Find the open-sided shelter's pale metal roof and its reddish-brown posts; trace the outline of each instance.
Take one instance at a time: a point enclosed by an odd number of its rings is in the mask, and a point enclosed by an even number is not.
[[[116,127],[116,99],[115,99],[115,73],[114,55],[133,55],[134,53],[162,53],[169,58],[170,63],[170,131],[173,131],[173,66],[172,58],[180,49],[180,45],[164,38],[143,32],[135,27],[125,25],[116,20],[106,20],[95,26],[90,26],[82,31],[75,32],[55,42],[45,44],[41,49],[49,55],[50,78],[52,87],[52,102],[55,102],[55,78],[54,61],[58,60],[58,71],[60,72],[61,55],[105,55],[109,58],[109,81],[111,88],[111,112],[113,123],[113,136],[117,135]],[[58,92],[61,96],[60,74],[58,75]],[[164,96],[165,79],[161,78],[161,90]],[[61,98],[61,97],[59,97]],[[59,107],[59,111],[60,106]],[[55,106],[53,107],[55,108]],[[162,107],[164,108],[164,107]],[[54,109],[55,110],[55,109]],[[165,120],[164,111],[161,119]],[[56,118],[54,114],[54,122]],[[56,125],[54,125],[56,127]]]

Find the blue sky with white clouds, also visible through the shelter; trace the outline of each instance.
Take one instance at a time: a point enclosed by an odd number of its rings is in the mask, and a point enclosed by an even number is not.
──────────────────────────────
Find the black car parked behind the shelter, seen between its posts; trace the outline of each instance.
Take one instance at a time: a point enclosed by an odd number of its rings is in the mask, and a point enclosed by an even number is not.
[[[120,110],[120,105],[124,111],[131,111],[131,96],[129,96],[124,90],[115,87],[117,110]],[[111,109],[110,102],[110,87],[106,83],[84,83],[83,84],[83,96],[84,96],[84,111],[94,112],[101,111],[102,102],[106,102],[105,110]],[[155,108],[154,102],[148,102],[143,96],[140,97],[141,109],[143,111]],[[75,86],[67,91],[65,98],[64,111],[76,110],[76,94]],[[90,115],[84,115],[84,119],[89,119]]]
──────────────────────────────
_What is needed_: For every line in the material above, note whether the word "posts" appears, then state the number of lines where it does and nothing else.

_Result below_: 2